• **Records supplied**
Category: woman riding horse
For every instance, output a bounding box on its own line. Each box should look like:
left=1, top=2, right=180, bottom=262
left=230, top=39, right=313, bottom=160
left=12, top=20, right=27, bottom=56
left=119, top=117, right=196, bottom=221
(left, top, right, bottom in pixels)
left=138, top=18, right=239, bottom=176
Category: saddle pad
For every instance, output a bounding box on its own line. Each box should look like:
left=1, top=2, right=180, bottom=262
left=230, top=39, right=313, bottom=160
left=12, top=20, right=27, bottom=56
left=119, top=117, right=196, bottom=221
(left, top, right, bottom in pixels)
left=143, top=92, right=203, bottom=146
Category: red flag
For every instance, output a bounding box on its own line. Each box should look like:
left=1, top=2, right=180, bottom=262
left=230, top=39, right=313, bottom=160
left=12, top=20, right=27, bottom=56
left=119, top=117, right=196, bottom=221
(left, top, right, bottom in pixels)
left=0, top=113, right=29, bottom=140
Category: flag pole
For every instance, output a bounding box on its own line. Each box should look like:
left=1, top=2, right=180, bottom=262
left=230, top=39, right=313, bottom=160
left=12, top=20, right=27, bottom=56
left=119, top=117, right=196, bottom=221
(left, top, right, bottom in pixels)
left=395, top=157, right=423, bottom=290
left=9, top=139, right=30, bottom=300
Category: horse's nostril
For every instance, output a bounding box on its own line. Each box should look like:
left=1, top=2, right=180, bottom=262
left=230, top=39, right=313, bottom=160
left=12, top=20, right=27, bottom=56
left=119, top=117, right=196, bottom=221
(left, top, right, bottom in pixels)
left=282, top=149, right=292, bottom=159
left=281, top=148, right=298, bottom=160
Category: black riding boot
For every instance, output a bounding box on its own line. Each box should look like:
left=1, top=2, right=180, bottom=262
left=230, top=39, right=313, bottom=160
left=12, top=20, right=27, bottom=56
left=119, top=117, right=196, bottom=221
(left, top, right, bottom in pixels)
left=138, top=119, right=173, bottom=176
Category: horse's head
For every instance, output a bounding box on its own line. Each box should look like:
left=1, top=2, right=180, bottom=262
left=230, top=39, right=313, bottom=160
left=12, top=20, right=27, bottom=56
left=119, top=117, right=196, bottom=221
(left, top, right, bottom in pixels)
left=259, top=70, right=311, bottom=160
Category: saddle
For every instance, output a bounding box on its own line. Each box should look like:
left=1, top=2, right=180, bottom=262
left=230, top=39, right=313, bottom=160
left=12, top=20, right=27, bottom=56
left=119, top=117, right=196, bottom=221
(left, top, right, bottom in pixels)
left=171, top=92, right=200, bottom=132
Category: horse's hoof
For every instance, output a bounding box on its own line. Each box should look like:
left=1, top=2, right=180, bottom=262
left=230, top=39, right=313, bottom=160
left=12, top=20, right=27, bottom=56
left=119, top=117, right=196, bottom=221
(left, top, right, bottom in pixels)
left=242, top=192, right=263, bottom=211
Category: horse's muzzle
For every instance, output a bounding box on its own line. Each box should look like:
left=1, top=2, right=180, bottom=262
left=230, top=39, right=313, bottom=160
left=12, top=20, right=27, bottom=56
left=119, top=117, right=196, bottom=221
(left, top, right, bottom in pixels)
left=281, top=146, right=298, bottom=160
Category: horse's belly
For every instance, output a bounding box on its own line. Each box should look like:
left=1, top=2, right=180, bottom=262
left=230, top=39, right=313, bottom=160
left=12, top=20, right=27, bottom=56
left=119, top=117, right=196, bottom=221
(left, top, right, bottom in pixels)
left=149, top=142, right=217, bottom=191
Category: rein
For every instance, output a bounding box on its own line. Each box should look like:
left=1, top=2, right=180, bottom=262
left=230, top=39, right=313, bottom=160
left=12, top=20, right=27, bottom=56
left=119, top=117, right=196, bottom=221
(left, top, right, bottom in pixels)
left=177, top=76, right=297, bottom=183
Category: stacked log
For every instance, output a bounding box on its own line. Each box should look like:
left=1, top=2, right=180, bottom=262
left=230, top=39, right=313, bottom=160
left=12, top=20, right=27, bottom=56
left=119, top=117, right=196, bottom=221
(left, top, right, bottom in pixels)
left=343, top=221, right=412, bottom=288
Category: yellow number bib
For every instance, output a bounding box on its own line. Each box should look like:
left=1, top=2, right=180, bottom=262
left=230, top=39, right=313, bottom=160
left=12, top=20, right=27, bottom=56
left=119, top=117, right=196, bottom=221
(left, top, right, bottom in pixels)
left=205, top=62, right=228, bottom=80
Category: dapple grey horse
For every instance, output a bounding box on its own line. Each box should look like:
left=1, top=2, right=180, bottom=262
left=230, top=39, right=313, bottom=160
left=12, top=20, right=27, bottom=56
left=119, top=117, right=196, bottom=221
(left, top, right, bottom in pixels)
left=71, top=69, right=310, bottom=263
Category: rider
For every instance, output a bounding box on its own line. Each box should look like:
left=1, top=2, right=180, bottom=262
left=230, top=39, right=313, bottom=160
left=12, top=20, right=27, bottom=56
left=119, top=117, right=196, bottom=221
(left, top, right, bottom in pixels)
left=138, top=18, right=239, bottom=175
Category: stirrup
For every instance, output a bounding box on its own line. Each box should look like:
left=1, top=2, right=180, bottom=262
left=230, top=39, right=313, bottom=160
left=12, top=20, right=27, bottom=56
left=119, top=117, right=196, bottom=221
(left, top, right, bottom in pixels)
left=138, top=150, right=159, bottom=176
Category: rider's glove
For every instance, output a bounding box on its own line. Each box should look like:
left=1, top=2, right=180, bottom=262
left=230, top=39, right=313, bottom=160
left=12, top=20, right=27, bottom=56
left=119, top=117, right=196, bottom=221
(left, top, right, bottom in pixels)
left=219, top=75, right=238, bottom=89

• **Brief**
Convert every one of the lines above into a JSON array of strings, one string per line, leaving out blank lines.

• **Solution**
[
  "Category: woman riding horse",
  "For every instance, output a bounding box on its own line. Each box should look like:",
  "left=1, top=2, right=180, bottom=262",
  "left=230, top=39, right=313, bottom=160",
  "left=12, top=20, right=27, bottom=56",
  "left=119, top=117, right=196, bottom=221",
  "(left, top, right, bottom in pixels)",
  "left=138, top=18, right=239, bottom=176",
  "Category: saddle pad",
  "For every instance, output a bounding box on its own line. Each box should look like:",
  "left=1, top=2, right=180, bottom=262",
  "left=230, top=39, right=313, bottom=160",
  "left=12, top=20, right=27, bottom=56",
  "left=119, top=117, right=196, bottom=221",
  "(left, top, right, bottom in pixels)",
  "left=143, top=92, right=203, bottom=146",
  "Category: red flag",
  "For every instance, output a bounding box on its own line. Each box should look like:",
  "left=1, top=2, right=180, bottom=262",
  "left=230, top=39, right=313, bottom=160",
  "left=12, top=20, right=27, bottom=56",
  "left=119, top=117, right=196, bottom=221",
  "(left, top, right, bottom in pixels)",
  "left=0, top=113, right=29, bottom=140",
  "Category: flag pole",
  "For every instance, output a bounding box on its own line. Each box should look like:",
  "left=1, top=2, right=180, bottom=262",
  "left=230, top=39, right=313, bottom=160",
  "left=12, top=20, right=27, bottom=56",
  "left=119, top=117, right=196, bottom=221",
  "(left, top, right, bottom in pixels)",
  "left=395, top=157, right=423, bottom=290",
  "left=9, top=139, right=30, bottom=300",
  "Category: horse's nostril",
  "For every instance, output a bounding box on its own line. Each box should look like:",
  "left=1, top=2, right=180, bottom=262",
  "left=230, top=39, right=313, bottom=160",
  "left=12, top=20, right=27, bottom=56",
  "left=119, top=117, right=196, bottom=221",
  "(left, top, right, bottom in pixels)",
  "left=282, top=149, right=292, bottom=159",
  "left=281, top=148, right=298, bottom=160",
  "Category: black riding boot",
  "For every instance, output a bounding box on its own line. Each box should look like:",
  "left=1, top=2, right=180, bottom=262",
  "left=230, top=39, right=313, bottom=160",
  "left=12, top=20, right=27, bottom=56",
  "left=119, top=117, right=196, bottom=221",
  "(left, top, right, bottom in pixels)",
  "left=138, top=119, right=173, bottom=176",
  "Category: horse's head",
  "For every instance, output a bounding box on its own line. Each box should look like:",
  "left=1, top=2, right=180, bottom=262",
  "left=230, top=39, right=313, bottom=160",
  "left=12, top=20, right=27, bottom=56",
  "left=119, top=117, right=196, bottom=221",
  "(left, top, right, bottom in pixels)",
  "left=259, top=70, right=311, bottom=160",
  "Category: saddle",
  "For every instance, output a bounding box on its own line. Each box should look like:",
  "left=1, top=2, right=180, bottom=262",
  "left=230, top=39, right=313, bottom=160",
  "left=12, top=20, right=27, bottom=56",
  "left=119, top=117, right=196, bottom=221",
  "(left, top, right, bottom in pixels)",
  "left=171, top=92, right=200, bottom=132",
  "Category: horse's hoof",
  "For every instance, output a bounding box on its own line. Each box should look like:",
  "left=1, top=2, right=180, bottom=262",
  "left=230, top=39, right=313, bottom=160",
  "left=12, top=20, right=27, bottom=56",
  "left=119, top=117, right=196, bottom=221",
  "(left, top, right, bottom in pixels)",
  "left=242, top=192, right=263, bottom=211",
  "Category: horse's muzzle",
  "For every instance, output a bounding box on its own line. Each box should look like:",
  "left=1, top=2, right=180, bottom=262",
  "left=230, top=39, right=313, bottom=160",
  "left=12, top=20, right=27, bottom=56",
  "left=119, top=117, right=196, bottom=221",
  "(left, top, right, bottom in pixels)",
  "left=281, top=146, right=298, bottom=160",
  "Category: horse's belly",
  "For every instance, output a bounding box on its own line. Each box should look like:",
  "left=1, top=2, right=180, bottom=262",
  "left=230, top=39, right=313, bottom=160",
  "left=12, top=20, right=27, bottom=56",
  "left=119, top=117, right=196, bottom=221",
  "(left, top, right, bottom in pixels)",
  "left=149, top=142, right=217, bottom=191",
  "Category: rein",
  "For every instance, output a bounding box on its own line. Each box should look like:",
  "left=1, top=2, right=180, bottom=262",
  "left=230, top=39, right=313, bottom=160",
  "left=12, top=20, right=27, bottom=56",
  "left=119, top=117, right=196, bottom=221",
  "(left, top, right, bottom in pixels)",
  "left=177, top=76, right=297, bottom=183",
  "Category: stacked log",
  "For every instance, output a bounding box on its own line. Each box should look like:",
  "left=1, top=2, right=180, bottom=262",
  "left=230, top=39, right=313, bottom=160",
  "left=12, top=20, right=27, bottom=56",
  "left=119, top=117, right=196, bottom=221",
  "(left, top, right, bottom in pixels)",
  "left=343, top=221, right=412, bottom=288",
  "Category: yellow number bib",
  "For every instance, output a bounding box on its own line. Each box should look like:",
  "left=1, top=2, right=180, bottom=262",
  "left=230, top=39, right=313, bottom=160",
  "left=12, top=20, right=27, bottom=56",
  "left=119, top=117, right=196, bottom=221",
  "(left, top, right, bottom in pixels)",
  "left=205, top=62, right=228, bottom=80",
  "Category: dapple grey horse",
  "For every instance, output a bounding box on its own line. Each box should look like:",
  "left=1, top=2, right=180, bottom=262",
  "left=230, top=39, right=313, bottom=160",
  "left=12, top=20, right=27, bottom=56",
  "left=119, top=117, right=196, bottom=221",
  "(left, top, right, bottom in pixels)",
  "left=71, top=69, right=310, bottom=263",
  "Category: rider",
  "For every instance, output a bounding box on its own line. Each box should look like:",
  "left=1, top=2, right=180, bottom=262",
  "left=230, top=39, right=313, bottom=160",
  "left=12, top=20, right=27, bottom=56",
  "left=119, top=117, right=196, bottom=221",
  "(left, top, right, bottom in pixels)",
  "left=138, top=18, right=239, bottom=175",
  "Category: stirrup",
  "For every instance, output a bounding box on its own line. Each box should look like:",
  "left=1, top=2, right=180, bottom=262",
  "left=230, top=39, right=313, bottom=160",
  "left=12, top=20, right=27, bottom=56",
  "left=119, top=117, right=196, bottom=221",
  "(left, top, right, bottom in pixels)",
  "left=138, top=150, right=159, bottom=176",
  "Category: rider's glove",
  "For every instance, output a bounding box on its own line. Each box should look like:",
  "left=1, top=2, right=180, bottom=262",
  "left=230, top=39, right=313, bottom=160",
  "left=12, top=20, right=27, bottom=56",
  "left=119, top=117, right=196, bottom=221",
  "(left, top, right, bottom in pixels)",
  "left=219, top=75, right=238, bottom=89"
]